Copy the material below line for line without changing anything, but leave the pictures out.

******************************

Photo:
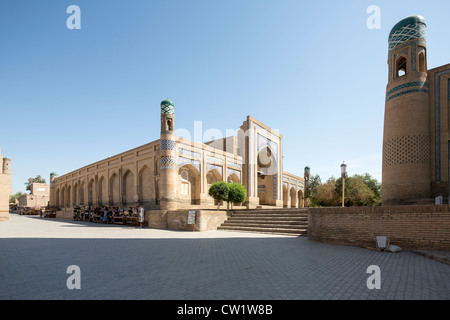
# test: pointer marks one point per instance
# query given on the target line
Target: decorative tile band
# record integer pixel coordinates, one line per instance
(168, 161)
(167, 145)
(406, 92)
(167, 108)
(437, 123)
(408, 85)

******************************

_Problem solution_
Photo:
# test: pointer marks one point per instance
# query given on the target line
Target: decorative tile band
# record integer pixel coordinates, one line per instance
(168, 161)
(167, 145)
(406, 92)
(167, 108)
(437, 123)
(408, 85)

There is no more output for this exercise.